Pointing dataset records:
-------
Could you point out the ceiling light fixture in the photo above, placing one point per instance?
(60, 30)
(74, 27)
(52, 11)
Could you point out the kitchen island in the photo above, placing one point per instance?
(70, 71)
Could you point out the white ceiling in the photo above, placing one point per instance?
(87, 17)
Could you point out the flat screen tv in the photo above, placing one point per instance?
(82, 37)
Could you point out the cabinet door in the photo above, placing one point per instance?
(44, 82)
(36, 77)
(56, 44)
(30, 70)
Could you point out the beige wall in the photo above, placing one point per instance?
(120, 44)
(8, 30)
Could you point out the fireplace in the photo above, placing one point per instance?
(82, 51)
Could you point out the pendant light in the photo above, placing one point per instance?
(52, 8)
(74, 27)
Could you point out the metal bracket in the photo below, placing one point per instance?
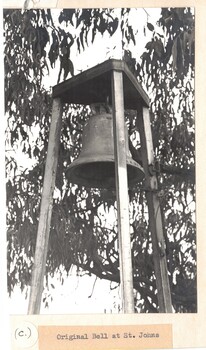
(154, 168)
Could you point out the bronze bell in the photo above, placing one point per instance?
(95, 166)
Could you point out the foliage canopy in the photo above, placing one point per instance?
(38, 42)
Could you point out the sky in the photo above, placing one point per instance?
(74, 295)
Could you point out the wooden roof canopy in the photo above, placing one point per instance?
(94, 85)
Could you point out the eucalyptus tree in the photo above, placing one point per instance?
(40, 43)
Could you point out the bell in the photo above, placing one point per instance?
(95, 166)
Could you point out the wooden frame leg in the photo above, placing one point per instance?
(155, 219)
(45, 210)
(126, 273)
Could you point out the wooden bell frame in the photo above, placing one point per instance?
(114, 79)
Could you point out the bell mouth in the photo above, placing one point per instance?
(100, 173)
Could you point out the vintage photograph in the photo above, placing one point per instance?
(100, 160)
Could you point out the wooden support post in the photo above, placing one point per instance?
(45, 210)
(126, 274)
(155, 220)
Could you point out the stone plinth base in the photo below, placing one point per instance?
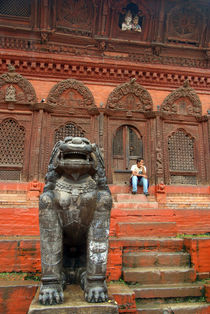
-------
WHAT IS REQUIRED -
Transcribe all of the records above word for word and leave out the pictures.

RESPONSE FOR THIS EXERCISE -
Could you point out the ceiling light fixture in the photo above, placing one point per instance?
(60, 30)
(74, 27)
(52, 11)
Could you point out the kitchen island in the photo above, placing one point per instance?
(70, 71)
Could you point out the white ceiling in the photo above, placing one point per instance?
(87, 17)
Could you point out the flat screen tv in the photo above, placing one point per instance?
(82, 37)
Could you point out the cabinet door in the photo above, placing one point per instance?
(44, 82)
(36, 77)
(56, 44)
(30, 70)
Could you point out the beige wall in the photo above, placing one point per instance?
(120, 44)
(8, 30)
Could you point out the fireplace in the photo above, placing one point per instance?
(82, 51)
Could you point out the pendant light in the photo above, placing one point per instance?
(52, 8)
(74, 27)
Could you point out the metal bracket in the photo below, placing one point per instance?
(154, 168)
Could you point out the bronze bell in the photo above, placing one point per instance?
(95, 166)
Could you point out the foliage canopy in the photo above, placing one point per instance?
(38, 42)
Could you point out the sky in the photo above, placing one point per instance?
(74, 295)
Could you point out the wooden roof canopy in the photo above, placing one point per instance?
(94, 85)
Could you point out the eucalyptus tree in the photo above, placing one point per instance?
(40, 43)
Could you point out the bell in the photo above, placing one point per instance?
(95, 166)
Could you point out the wooden frame leg in the photo above, placing one point per instance?
(155, 219)
(45, 210)
(126, 273)
Could you point out the wooden bell frame in the photo above, placing one point per instance?
(114, 79)
Could you point out the bell mouth in the photo above, placing one point per instance?
(100, 173)
Could you point out the vintage photograph in the photo above, placing one point per instance?
(100, 160)
Could you point out the wooden support post in the photo above, placing one point per instance?
(45, 210)
(126, 274)
(155, 220)
Could you point out the stone plinth base in the photo below, placing one point per instance?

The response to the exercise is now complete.